OBIETTIVO:
Rinomina "pool wall" in "pool edge" e riscrivi tutto, dalla riga che contiene "Where can you see the pool wall?" fino alla fine dei record, lasciando invariato il resto.

DATI REGISTRATI:

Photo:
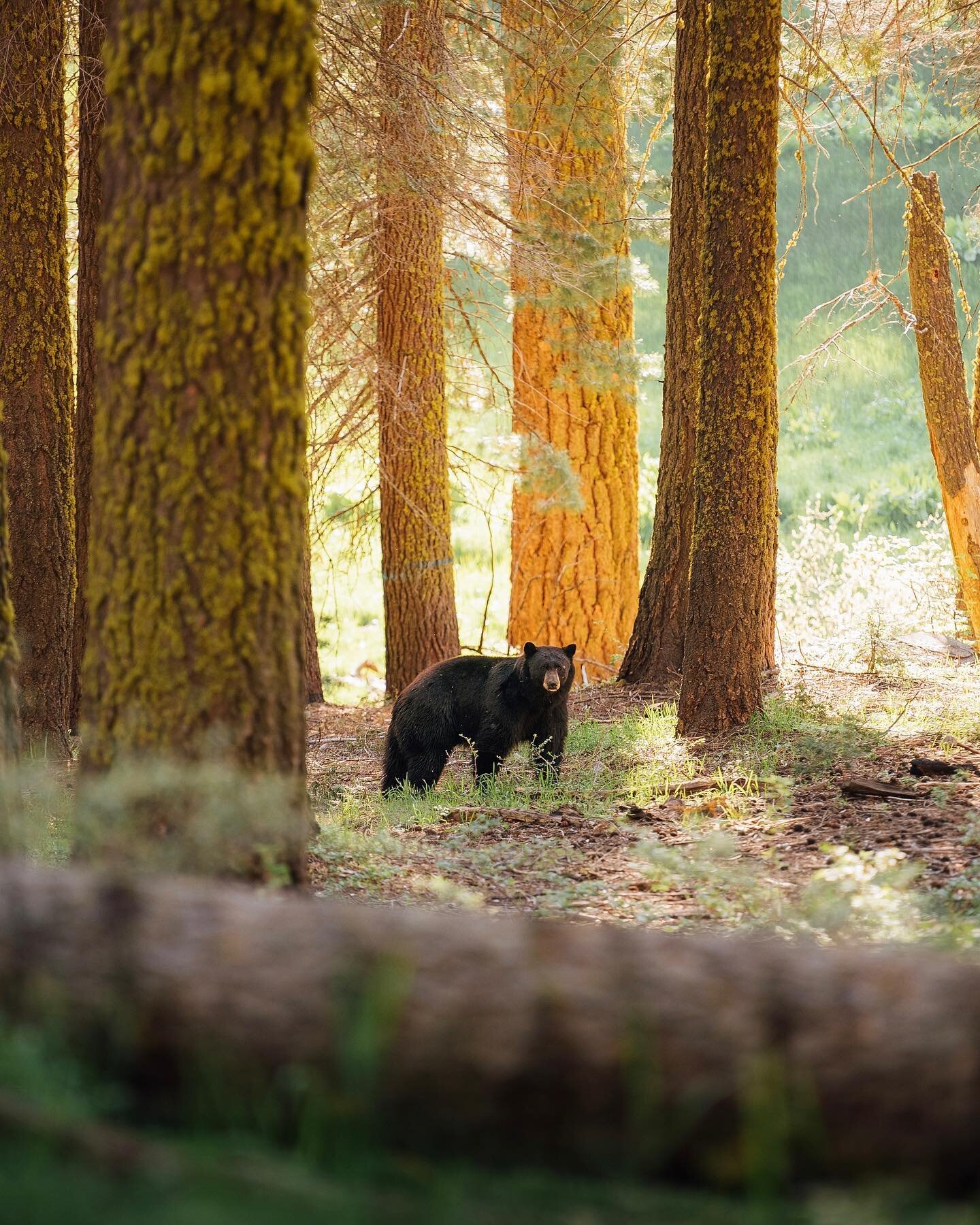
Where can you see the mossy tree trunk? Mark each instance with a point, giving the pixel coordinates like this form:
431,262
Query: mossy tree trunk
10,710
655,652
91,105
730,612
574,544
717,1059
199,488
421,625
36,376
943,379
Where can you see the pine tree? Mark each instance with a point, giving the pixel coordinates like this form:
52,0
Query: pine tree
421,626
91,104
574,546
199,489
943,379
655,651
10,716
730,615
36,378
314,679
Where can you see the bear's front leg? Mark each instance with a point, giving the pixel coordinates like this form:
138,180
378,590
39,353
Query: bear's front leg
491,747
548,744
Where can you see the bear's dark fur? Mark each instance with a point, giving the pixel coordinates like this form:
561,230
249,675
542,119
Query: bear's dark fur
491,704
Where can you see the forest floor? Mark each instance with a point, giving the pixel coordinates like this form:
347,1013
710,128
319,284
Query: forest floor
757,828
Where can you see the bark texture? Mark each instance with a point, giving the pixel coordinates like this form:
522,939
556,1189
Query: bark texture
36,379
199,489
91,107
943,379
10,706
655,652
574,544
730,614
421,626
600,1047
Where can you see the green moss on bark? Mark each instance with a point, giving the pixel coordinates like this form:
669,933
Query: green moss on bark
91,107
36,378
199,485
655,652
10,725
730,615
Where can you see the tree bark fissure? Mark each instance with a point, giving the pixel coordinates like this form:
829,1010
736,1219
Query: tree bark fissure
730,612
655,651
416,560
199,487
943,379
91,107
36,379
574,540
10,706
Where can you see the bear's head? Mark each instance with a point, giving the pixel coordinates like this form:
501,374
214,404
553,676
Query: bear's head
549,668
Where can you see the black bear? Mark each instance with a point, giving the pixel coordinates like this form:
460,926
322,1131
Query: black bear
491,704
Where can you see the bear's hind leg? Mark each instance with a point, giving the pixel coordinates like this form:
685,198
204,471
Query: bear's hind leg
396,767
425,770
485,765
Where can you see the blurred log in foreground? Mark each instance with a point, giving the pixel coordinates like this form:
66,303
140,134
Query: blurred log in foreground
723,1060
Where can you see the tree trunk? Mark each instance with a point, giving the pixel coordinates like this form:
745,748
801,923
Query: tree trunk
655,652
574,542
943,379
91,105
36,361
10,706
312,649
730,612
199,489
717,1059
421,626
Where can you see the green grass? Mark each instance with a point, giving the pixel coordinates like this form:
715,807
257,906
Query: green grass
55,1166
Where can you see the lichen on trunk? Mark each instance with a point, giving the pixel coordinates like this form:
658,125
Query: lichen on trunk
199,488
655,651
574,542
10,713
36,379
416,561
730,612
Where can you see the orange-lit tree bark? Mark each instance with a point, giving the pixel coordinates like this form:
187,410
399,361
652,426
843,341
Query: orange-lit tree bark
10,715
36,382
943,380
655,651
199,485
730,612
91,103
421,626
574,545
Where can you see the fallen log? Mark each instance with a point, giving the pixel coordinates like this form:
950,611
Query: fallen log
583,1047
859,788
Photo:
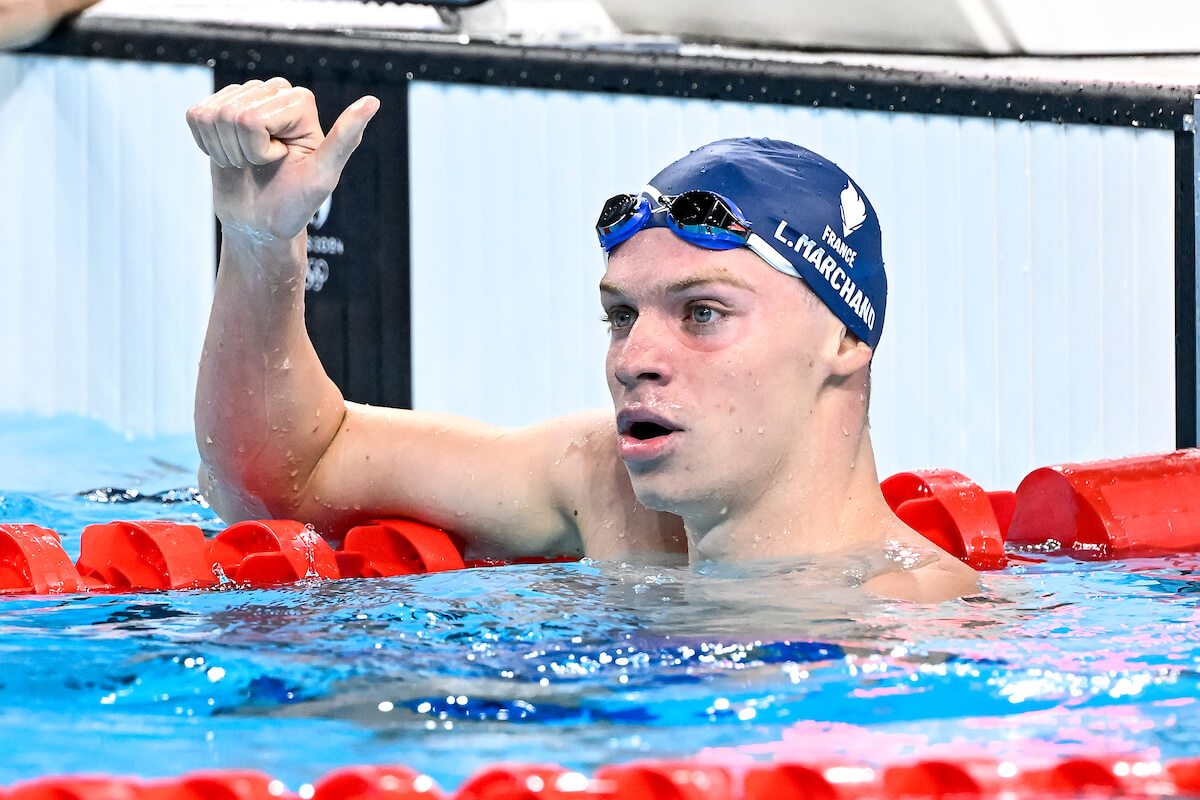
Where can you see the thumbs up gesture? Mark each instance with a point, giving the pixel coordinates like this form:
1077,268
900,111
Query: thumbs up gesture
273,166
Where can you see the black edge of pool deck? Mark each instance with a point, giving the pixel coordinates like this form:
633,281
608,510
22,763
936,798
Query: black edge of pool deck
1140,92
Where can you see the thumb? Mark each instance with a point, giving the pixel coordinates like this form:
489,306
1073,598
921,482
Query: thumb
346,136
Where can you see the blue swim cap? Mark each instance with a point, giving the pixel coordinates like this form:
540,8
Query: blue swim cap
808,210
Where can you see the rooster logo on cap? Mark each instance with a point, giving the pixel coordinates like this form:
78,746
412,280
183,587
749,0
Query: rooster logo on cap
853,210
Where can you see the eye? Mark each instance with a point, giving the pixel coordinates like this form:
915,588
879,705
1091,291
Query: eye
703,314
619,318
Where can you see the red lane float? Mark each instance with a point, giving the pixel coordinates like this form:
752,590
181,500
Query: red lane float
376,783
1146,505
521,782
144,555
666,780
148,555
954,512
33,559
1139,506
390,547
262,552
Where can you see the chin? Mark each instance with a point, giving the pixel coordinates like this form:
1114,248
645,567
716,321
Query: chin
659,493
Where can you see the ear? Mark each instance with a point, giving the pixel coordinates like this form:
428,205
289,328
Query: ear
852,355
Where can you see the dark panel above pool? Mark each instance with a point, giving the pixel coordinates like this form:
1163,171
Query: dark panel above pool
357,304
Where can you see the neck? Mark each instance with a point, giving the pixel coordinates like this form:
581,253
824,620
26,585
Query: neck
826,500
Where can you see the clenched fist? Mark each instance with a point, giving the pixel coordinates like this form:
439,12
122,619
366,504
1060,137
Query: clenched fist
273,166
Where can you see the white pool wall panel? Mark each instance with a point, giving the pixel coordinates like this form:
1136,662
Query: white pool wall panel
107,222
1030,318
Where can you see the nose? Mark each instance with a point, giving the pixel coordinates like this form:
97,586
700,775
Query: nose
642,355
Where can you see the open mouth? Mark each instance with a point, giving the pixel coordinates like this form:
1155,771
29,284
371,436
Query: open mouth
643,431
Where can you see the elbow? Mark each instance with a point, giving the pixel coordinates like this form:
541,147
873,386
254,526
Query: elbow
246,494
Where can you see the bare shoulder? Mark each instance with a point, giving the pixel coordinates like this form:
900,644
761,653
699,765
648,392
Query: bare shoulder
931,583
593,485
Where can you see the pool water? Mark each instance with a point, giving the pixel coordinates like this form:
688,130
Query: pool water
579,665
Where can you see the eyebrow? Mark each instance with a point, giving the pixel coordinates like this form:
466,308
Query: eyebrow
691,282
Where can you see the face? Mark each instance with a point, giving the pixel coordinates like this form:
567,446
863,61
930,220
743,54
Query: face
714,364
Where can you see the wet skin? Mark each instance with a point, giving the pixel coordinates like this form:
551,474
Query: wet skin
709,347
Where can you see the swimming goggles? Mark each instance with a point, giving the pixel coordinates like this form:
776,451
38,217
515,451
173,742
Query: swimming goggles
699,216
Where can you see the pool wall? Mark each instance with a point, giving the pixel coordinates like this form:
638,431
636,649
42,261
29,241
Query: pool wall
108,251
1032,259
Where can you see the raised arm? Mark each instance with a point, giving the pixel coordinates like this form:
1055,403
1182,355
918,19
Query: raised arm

RISPOSTA:
Where can you see the pool edge? Mark each instance with a point, giving the pixel coordinates like this form:
638,431
636,649
42,261
29,241
Query: pool edge
108,251
1032,259
Where can you see the raised arm? Mark each instance with a point, giving the pixel coordinates like this form:
1055,403
1182,355
918,19
Query: raised arm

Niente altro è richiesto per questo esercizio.